++++ DOCUMENT TEXT
Camille Being A Literal B****, Reilly Putting "Momma" & Herself In Danger, Updates, And Still Waiting On Reilly's "Daddy"


  1. Just now, Reilly sat on "Mom-Mom"'s lap—and only to literally get b**** at by Camille—Camille decided to aggressively growl and even (according to Camille's "Mimi") bite Reilly. Of course, "Mom-Mom" and "Mimi" soundly reprimanded Camille.
  2. Reilly's pink extendable leash is still in the backyard with "Momma"'s cart in which it is stuck—and Reilly is very lucky that neither she nor "Momma" were hurt when the cart fell and when one of the solar lamps' lids fell onto the ground. To make a long story short, Reilly decided that not finding her "potty spot", coming when she was called, listening when she was told "No pull", or avoiding "nasties" was okay—and the only way that "Momma" got Reilly back up on the porch is by pulling on the rope of the extendable pink leash—and Reilly is also lucky that she has a harness and not a collar to which to attach her leash.
  3. The paperback edition of Reilly's book is finally on Amazon!
  4. In the midst of all this, meanwhile..."Momma" still has a broken-as-Hell heart. As much as Reilly is her "Momma"'s filial "Valentine", she can't be "Momma"'s overall "Valentine"—besides, as today's incident demonstrates, Reilly needs a "Daddy" whom can be a "Valentine" for "Momma" and help "Momma" reign her in a little bit—and "Momma" hasn't given up on whom she thinks might be Reilly's "Daddy" down the road if God wills.
++++++++
++++ RECORDS PROVIDED
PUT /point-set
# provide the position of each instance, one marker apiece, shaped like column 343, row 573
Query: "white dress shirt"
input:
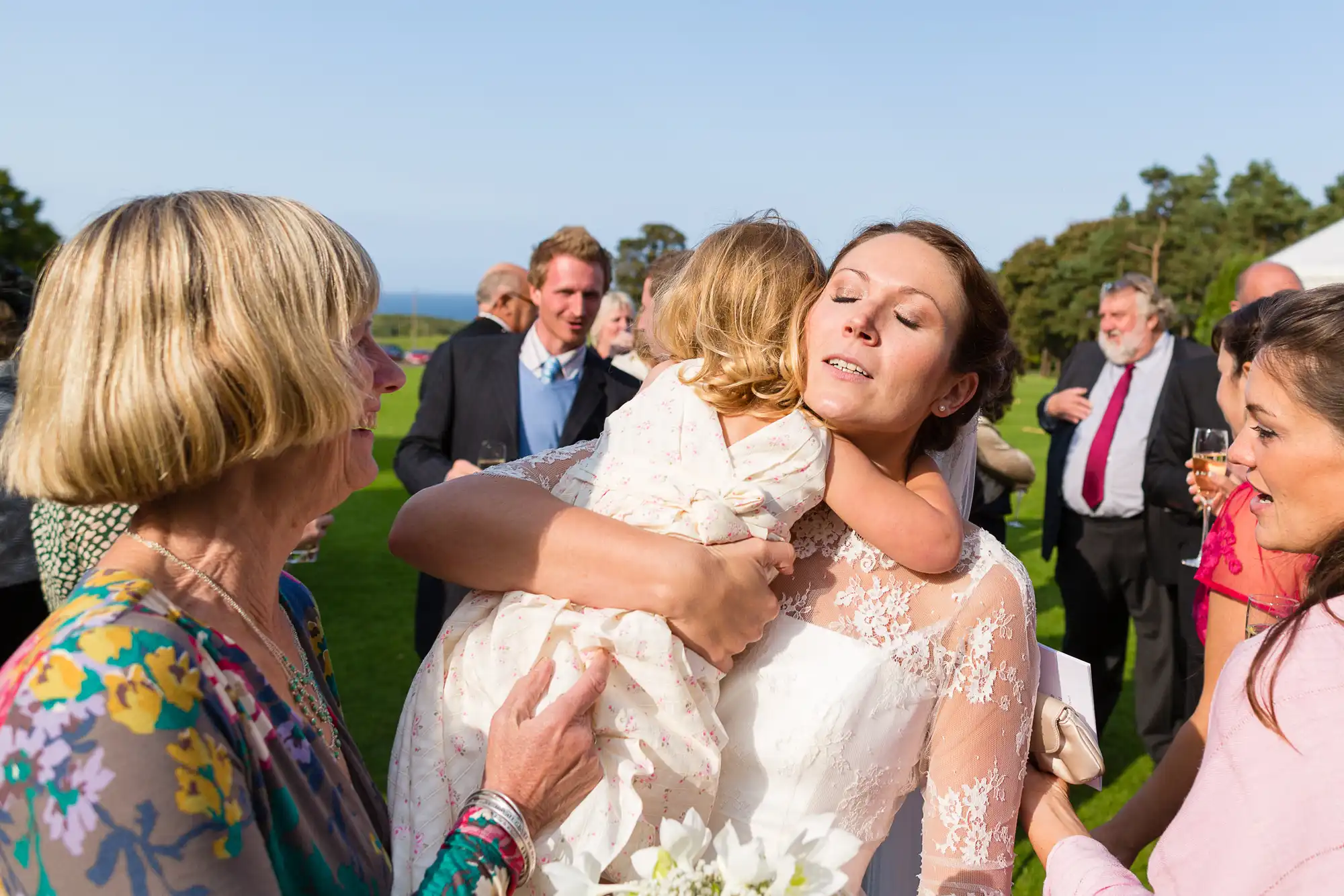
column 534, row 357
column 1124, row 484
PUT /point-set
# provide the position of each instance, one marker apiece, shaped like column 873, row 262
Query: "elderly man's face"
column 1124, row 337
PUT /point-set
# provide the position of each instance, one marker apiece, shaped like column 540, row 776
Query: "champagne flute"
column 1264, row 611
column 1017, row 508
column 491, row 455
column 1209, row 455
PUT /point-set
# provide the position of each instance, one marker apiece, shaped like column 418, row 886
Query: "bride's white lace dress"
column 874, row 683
++++++++
++++ RECORDS PROVIDED
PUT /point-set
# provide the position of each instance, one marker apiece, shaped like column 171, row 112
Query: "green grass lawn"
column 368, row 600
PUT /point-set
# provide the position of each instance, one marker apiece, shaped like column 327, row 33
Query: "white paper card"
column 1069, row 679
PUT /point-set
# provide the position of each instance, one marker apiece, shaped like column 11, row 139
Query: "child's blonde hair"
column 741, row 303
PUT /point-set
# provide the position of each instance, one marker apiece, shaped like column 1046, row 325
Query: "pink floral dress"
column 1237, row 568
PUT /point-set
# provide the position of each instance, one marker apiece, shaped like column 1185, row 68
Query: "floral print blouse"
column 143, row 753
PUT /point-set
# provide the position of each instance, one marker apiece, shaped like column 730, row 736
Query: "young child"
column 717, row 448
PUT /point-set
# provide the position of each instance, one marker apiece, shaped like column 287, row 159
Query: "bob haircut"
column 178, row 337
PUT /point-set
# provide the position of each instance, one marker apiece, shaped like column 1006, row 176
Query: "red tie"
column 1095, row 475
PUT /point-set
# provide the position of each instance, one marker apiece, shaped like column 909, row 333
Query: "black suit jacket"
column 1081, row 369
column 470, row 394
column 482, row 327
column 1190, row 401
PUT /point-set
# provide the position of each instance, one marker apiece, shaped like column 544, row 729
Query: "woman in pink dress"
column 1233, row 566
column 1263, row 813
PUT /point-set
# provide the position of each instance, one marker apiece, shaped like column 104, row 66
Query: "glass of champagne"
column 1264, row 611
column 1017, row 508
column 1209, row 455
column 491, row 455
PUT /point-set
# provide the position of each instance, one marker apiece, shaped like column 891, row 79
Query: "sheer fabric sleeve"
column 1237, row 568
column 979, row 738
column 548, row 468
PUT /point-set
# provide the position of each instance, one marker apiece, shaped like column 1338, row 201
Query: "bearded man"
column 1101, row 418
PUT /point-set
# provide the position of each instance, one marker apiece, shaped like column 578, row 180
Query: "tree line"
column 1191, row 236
++++++++
# GIVEN REQUEST 1
Select every line in the entries that contains the word "floral", treating uppercase and lowercase letters as distinct.
# GIVEN REQUEST 2
Extend the post about Reilly, picking up right after its last sentence.

# TASK OUTPUT 1
Query: "pink floral dress"
Query: "floral print blouse"

# TASK OUTPUT 2
Tuesday, February 7, 2017

A Literal Bone To Pick With Reilly, An Update On Reilly's Book, And Still Waiting On Reilly's "Daddy"

To make a long story short—and per the video—Reilly decided that a bone of a vulture-eaten squirrel that fatally encountered a car two days ago (per "Mom-Mom") was both delicious and enough to keep in her mouth with a fight, complete with growling and biting—needlessly to say, Reilly lost the fight to keep the bone:


(By the way, as "Momma"'s been typing, "Auntie Michelle"'s been scolding Reilly for eating "partially-produced 'bunny beans'" with "the culprit in the yard" while being outside to "go potty".).



Meanwhile, Reilly's book has sold nine copies, and plenty more free ones have been given away and claimed (Yep! "Momma"'s trying to promote it as best as she can). Part of why "Momma" wrote the book as well is because she wants to make enough to (and she hasn't yet made anything off the current book; so she can't) provide for Reilly as much as she—as a "Momma" with disabilities—can.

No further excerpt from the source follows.